### Exercise brief
Work out how many lines below contain "building". Provide only the figure.

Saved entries
*** Begin section ***

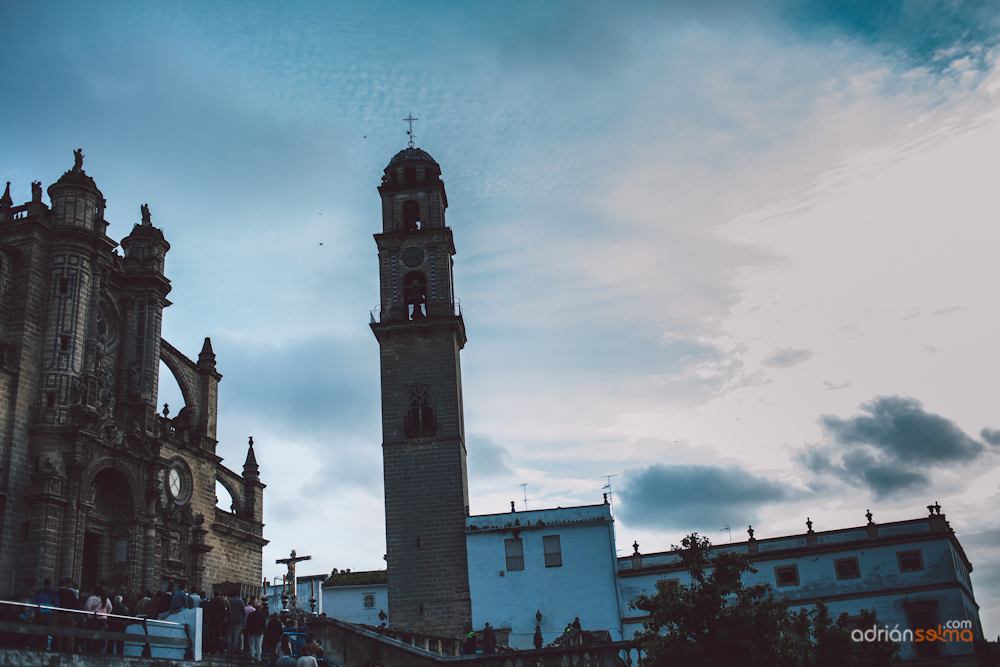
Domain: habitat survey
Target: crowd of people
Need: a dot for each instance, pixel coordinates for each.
(228, 621)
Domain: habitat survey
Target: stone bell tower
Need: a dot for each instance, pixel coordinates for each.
(420, 332)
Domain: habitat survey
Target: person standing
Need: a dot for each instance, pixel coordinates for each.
(272, 634)
(179, 599)
(99, 606)
(256, 624)
(489, 640)
(65, 619)
(117, 646)
(306, 659)
(218, 615)
(47, 603)
(234, 624)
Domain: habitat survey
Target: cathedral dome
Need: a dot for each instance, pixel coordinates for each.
(410, 155)
(77, 178)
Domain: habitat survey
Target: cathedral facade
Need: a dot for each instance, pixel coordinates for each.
(95, 484)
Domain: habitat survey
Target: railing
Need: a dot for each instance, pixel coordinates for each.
(377, 312)
(79, 637)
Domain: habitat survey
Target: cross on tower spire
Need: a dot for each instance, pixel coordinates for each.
(409, 119)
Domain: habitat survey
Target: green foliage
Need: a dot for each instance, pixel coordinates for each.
(716, 620)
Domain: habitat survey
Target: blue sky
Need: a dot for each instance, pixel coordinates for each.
(738, 254)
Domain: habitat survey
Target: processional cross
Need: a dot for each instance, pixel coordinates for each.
(290, 563)
(409, 119)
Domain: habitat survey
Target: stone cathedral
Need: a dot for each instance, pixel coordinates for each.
(94, 483)
(420, 332)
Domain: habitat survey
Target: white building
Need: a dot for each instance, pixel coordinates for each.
(357, 597)
(914, 574)
(559, 563)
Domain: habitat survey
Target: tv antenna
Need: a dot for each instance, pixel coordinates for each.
(610, 494)
(409, 119)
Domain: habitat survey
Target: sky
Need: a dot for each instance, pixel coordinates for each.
(735, 259)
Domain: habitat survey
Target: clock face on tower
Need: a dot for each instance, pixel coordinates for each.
(177, 482)
(174, 483)
(413, 256)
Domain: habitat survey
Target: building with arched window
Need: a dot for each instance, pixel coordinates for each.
(94, 483)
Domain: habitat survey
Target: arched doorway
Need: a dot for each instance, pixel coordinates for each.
(109, 541)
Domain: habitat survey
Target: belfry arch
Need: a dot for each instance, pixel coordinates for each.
(175, 363)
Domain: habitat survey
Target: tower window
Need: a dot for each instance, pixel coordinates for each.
(419, 416)
(514, 551)
(415, 294)
(910, 561)
(786, 575)
(411, 215)
(847, 568)
(553, 551)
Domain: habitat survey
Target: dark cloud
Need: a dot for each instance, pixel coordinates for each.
(891, 448)
(487, 457)
(787, 357)
(990, 435)
(695, 497)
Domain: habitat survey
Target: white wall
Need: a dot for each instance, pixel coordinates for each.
(881, 586)
(347, 603)
(584, 585)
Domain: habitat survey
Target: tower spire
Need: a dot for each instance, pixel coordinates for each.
(409, 119)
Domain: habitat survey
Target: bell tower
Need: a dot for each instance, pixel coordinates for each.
(420, 332)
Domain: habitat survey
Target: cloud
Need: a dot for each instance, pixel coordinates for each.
(990, 435)
(486, 457)
(787, 357)
(891, 448)
(695, 497)
(935, 34)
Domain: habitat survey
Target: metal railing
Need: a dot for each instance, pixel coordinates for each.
(377, 312)
(32, 628)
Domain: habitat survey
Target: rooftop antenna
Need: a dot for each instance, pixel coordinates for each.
(610, 493)
(409, 119)
(609, 496)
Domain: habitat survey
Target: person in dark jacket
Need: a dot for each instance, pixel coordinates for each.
(489, 640)
(117, 646)
(47, 601)
(272, 634)
(65, 619)
(218, 614)
(237, 617)
(256, 624)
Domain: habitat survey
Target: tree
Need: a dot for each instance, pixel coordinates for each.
(717, 620)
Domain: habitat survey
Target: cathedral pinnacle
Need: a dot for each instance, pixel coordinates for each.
(207, 358)
(409, 119)
(250, 468)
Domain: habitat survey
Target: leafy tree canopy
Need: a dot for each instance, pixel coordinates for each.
(717, 620)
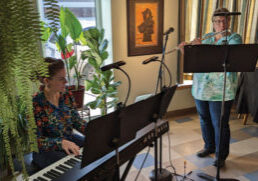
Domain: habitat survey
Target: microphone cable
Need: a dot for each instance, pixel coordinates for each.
(144, 160)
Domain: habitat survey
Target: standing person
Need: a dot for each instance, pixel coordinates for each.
(56, 115)
(207, 90)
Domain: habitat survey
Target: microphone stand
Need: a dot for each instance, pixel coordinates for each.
(203, 175)
(160, 174)
(116, 139)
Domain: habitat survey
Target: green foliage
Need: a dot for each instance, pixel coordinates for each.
(102, 84)
(70, 26)
(20, 58)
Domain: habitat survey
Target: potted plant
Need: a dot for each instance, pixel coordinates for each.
(102, 84)
(20, 57)
(69, 26)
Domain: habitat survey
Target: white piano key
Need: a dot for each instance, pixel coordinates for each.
(53, 166)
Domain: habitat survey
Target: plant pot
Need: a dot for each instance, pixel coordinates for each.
(78, 95)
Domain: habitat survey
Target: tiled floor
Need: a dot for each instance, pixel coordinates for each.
(185, 140)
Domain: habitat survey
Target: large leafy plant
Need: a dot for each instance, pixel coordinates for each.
(102, 83)
(20, 58)
(69, 26)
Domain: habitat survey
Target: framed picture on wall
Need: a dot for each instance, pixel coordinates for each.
(144, 27)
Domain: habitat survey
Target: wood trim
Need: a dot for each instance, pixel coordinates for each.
(182, 86)
(181, 112)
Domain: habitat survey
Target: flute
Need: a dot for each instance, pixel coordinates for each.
(204, 38)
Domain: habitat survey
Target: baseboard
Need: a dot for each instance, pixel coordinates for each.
(181, 112)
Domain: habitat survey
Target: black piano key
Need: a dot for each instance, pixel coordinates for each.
(41, 179)
(56, 172)
(48, 176)
(61, 169)
(52, 174)
(64, 167)
(69, 163)
(72, 160)
(76, 161)
(79, 157)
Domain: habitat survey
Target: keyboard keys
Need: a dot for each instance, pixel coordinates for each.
(41, 179)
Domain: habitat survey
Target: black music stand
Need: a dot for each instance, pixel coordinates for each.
(162, 174)
(121, 125)
(222, 58)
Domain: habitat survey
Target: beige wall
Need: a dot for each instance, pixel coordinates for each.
(144, 77)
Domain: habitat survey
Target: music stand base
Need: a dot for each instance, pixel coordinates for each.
(211, 178)
(164, 175)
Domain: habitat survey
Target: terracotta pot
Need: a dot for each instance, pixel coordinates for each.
(78, 95)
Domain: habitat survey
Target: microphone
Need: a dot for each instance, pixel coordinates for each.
(115, 65)
(170, 30)
(154, 58)
(227, 14)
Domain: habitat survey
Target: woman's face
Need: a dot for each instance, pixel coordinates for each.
(57, 82)
(219, 23)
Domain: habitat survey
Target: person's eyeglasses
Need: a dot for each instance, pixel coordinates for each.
(219, 21)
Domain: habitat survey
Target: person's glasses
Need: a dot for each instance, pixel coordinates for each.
(219, 21)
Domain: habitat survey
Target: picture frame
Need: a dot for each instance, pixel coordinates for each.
(144, 27)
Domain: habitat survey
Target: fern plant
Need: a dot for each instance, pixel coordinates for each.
(20, 58)
(103, 84)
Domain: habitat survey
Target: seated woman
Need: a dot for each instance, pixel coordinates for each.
(56, 116)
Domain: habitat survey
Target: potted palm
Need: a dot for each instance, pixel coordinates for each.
(70, 27)
(102, 84)
(20, 57)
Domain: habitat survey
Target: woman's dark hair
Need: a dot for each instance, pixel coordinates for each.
(220, 10)
(54, 65)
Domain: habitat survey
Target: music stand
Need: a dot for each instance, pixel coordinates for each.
(222, 58)
(121, 124)
(162, 174)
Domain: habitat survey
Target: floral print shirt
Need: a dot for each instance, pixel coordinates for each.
(55, 123)
(209, 86)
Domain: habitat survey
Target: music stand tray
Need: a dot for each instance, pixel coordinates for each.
(209, 58)
(212, 58)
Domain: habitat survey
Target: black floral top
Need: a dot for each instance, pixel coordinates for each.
(55, 123)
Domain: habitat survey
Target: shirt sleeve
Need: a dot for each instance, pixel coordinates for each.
(44, 143)
(78, 123)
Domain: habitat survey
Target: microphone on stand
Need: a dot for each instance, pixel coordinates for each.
(115, 65)
(227, 14)
(154, 58)
(170, 30)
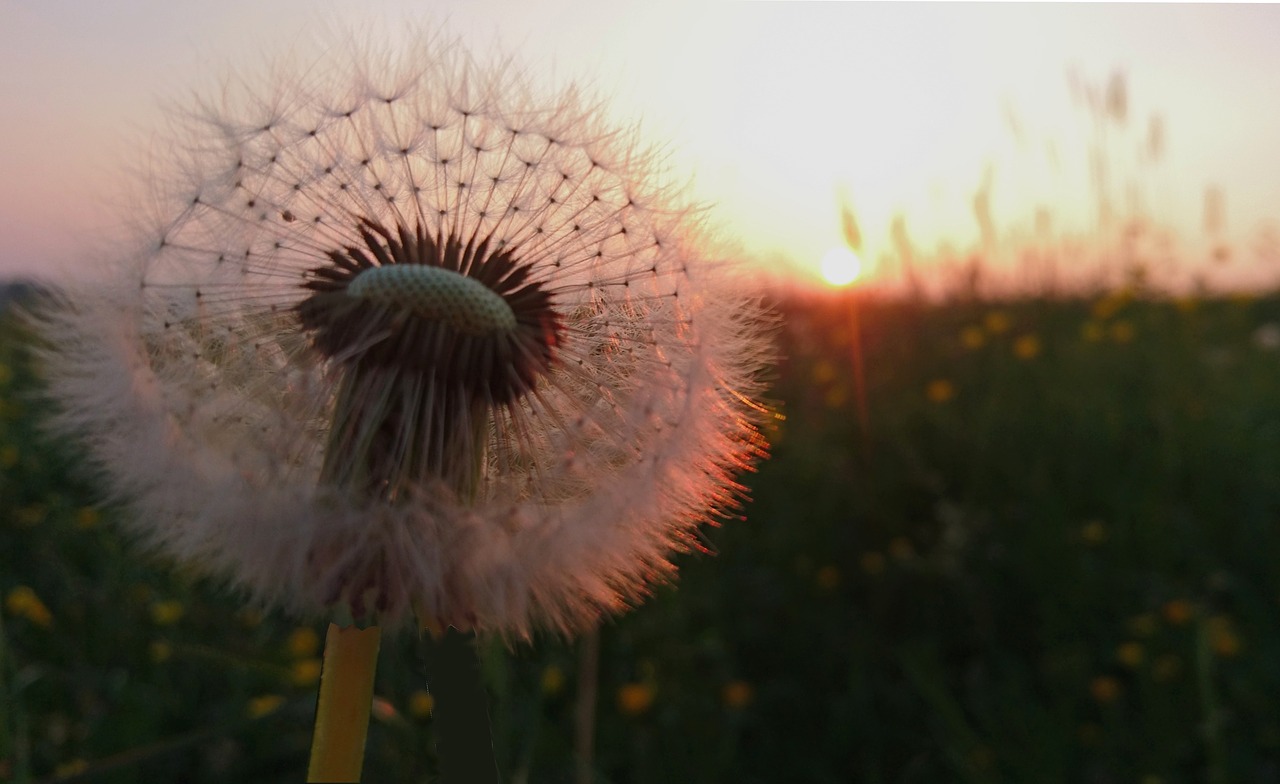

*** End section ***

### Exercise solution
2